----- Gezeigter Abschnitt -----

Als Anfang der 70er Jahre die Carbochemie wieder an Bedeutung gewann, wurde die Produktion in den verschlissenen Anlagen maximiert. Dadurch und durch nicht ausreichende Investitionen im Bereich des Umweltschutzes stiegen die Schadstoffemissionen sehr stark an.
Die extreme Luft- und Wasserverschmutzung durch den Betrieb führte bereits in den 80er Jahren zu Protesten und zu Forderungen der Stillegung der Carbochemie. Zum Beispiel startete das Christliche Umweltseminar Rötha die Aktion "Eine Mark für Espenhain"; jeder wurde aufgefordert zu spenden, um Espenhain wenigstens symbolisch zu sanieren.

-----

▸ Aufgabe: Schreiben Sie aus dem Abschnitt über die Carbochemie alles von „Als Anfang der“ bis hinunter zu „symbolisch zu sanieren.“ wortgetreu nieder.

----- Daten -----

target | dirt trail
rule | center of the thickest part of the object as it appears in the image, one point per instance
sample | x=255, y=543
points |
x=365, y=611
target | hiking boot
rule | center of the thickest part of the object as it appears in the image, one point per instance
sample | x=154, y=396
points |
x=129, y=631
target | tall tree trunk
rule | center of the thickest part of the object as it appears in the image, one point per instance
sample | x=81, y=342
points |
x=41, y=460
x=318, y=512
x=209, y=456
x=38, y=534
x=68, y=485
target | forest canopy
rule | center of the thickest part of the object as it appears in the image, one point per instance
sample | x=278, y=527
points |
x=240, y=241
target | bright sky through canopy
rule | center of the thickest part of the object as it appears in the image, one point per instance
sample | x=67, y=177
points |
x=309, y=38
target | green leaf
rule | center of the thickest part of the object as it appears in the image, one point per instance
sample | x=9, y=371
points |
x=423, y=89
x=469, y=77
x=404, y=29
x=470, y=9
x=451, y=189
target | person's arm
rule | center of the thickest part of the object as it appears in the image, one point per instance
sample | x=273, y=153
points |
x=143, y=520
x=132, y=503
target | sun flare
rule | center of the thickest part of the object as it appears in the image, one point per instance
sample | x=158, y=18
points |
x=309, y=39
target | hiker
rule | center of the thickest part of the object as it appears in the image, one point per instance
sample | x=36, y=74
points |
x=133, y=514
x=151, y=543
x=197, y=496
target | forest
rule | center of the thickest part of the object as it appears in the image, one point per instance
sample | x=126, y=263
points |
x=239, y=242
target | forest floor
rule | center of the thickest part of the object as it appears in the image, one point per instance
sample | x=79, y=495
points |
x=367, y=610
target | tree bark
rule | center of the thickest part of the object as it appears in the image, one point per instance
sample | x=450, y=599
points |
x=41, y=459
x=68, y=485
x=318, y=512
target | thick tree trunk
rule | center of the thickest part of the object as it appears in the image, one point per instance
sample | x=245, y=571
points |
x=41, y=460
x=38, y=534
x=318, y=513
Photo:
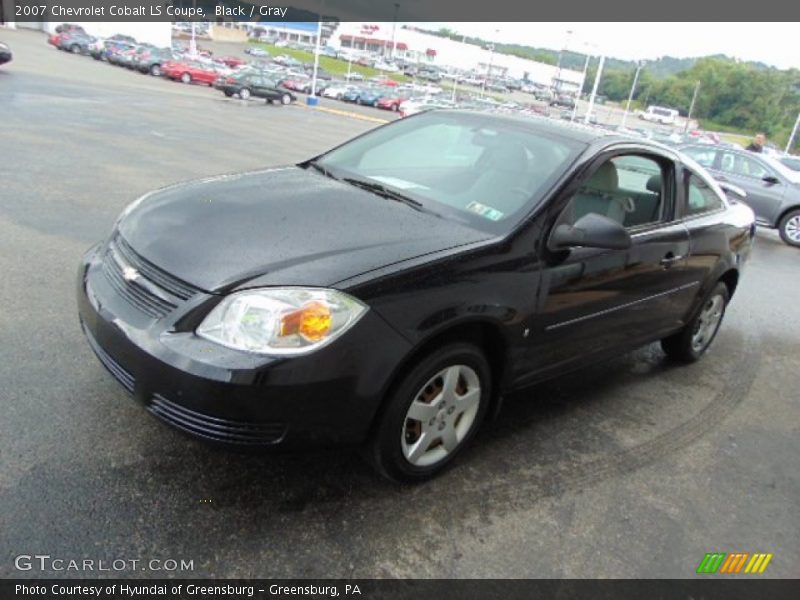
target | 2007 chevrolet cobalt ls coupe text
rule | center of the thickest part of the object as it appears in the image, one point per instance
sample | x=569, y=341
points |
x=387, y=292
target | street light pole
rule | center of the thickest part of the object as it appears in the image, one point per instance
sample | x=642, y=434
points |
x=583, y=81
x=791, y=137
x=594, y=89
x=394, y=27
x=691, y=107
x=489, y=70
x=560, y=56
x=639, y=66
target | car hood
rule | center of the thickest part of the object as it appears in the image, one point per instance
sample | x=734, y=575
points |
x=287, y=226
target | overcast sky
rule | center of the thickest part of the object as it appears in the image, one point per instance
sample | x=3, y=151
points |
x=771, y=43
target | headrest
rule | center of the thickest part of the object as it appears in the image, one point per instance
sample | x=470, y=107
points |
x=654, y=183
x=605, y=179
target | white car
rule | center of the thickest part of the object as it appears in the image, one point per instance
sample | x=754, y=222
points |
x=336, y=91
x=384, y=66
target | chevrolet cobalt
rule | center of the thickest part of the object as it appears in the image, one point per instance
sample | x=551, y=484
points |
x=388, y=292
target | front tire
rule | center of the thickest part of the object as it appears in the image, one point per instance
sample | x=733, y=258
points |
x=789, y=228
x=691, y=342
x=432, y=414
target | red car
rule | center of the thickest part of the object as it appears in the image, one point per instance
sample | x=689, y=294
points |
x=189, y=72
x=390, y=102
x=231, y=61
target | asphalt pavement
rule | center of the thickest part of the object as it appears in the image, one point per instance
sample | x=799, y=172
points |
x=632, y=468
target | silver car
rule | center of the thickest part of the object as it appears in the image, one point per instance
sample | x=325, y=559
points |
x=773, y=189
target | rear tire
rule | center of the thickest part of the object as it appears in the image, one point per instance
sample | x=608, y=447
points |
x=432, y=414
x=789, y=228
x=691, y=342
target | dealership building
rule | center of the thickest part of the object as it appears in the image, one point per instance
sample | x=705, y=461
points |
x=418, y=46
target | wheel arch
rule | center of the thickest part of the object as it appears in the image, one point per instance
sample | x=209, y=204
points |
x=485, y=334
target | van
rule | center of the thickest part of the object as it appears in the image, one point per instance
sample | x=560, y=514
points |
x=659, y=114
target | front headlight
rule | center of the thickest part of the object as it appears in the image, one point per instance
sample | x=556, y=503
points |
x=281, y=321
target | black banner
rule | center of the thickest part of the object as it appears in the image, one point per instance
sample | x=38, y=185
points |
x=392, y=10
x=712, y=588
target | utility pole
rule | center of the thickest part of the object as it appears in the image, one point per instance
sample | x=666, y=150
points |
x=639, y=66
x=691, y=107
x=794, y=133
x=590, y=108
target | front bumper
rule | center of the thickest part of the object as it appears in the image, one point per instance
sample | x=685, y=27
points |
x=229, y=396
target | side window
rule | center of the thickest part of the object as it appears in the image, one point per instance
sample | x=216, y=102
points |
x=703, y=156
x=628, y=189
x=700, y=198
x=743, y=166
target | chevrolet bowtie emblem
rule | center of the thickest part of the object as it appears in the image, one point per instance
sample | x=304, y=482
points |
x=130, y=274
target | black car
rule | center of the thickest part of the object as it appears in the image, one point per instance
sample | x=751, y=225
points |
x=5, y=53
x=390, y=291
x=254, y=84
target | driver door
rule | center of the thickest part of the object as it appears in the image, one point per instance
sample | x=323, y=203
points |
x=593, y=300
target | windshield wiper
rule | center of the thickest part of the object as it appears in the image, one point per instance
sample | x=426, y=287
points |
x=315, y=165
x=382, y=190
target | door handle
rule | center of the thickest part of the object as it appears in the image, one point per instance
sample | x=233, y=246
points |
x=670, y=259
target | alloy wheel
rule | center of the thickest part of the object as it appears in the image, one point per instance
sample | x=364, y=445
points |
x=441, y=415
x=708, y=322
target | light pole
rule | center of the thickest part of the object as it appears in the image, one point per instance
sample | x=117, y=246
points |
x=394, y=27
x=691, y=107
x=583, y=81
x=560, y=57
x=312, y=99
x=639, y=66
x=599, y=74
x=791, y=137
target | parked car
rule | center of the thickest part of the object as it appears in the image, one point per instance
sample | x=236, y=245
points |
x=287, y=61
x=773, y=189
x=390, y=101
x=190, y=71
x=230, y=61
x=337, y=91
x=5, y=53
x=254, y=85
x=75, y=42
x=257, y=52
x=564, y=100
x=151, y=61
x=793, y=162
x=389, y=291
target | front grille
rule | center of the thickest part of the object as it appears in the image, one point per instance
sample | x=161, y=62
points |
x=126, y=379
x=215, y=428
x=143, y=285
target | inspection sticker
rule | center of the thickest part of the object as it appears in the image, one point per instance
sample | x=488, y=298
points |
x=485, y=211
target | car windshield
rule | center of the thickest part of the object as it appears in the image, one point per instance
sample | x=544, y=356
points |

-----

▸ Korrekte Ausgabe:
Als Anfang der 70er Jahre die Carbochemie wieder an Bedeutung gewann, wurde die Produktion in den verschlissenen Anlagen maximiert. Dadurch und durch nicht ausreichende Investitionen im Bereich des Umweltschutzes stiegen die Schadstoffemissionen sehr stark an.
Die extreme Luft- und Wasserverschmutzung durch den Betrieb führte bereits in den 80er Jahren zu Protesten und zu Forderungen der Stillegung der Carbochemie. Zum Beispiel startete das Christliche Umweltseminar Rötha die Aktion "Eine Mark für Espenhain"; jeder wurde aufgefordert zu spenden, um Espenhain wenigstens symbolisch zu sanieren.